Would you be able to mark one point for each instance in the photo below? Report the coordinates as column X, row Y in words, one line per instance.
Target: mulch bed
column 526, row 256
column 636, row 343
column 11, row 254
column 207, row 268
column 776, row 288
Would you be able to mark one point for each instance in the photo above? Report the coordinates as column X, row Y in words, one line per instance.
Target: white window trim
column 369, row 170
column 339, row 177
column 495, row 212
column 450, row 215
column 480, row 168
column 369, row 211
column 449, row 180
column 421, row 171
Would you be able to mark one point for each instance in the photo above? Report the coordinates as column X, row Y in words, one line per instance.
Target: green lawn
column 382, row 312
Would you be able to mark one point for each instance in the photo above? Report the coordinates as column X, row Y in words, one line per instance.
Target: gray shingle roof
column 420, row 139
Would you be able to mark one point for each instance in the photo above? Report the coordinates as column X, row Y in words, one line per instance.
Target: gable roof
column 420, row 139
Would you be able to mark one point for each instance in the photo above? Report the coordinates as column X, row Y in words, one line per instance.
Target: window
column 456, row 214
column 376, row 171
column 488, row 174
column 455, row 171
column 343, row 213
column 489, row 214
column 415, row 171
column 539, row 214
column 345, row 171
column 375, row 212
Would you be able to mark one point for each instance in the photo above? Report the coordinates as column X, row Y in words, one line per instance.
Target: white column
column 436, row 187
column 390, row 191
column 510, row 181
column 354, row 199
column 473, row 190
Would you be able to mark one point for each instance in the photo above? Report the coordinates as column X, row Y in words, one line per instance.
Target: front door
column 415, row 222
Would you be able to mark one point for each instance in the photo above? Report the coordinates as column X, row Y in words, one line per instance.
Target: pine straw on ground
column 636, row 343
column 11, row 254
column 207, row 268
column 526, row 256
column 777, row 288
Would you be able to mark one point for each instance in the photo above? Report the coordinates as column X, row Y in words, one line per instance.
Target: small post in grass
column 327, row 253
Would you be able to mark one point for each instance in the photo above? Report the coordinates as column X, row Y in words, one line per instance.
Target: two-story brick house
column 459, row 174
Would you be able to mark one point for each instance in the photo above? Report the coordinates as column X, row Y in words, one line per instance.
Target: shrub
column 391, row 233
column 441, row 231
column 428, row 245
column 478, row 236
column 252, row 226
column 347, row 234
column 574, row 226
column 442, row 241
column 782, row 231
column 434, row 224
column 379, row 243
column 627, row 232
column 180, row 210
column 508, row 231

=== EXERCISE TASK ===
Count the lines in the data above that contain the string "roof", and reply with that number alone.

=== OUTPUT OF THE EXERCISE ===
2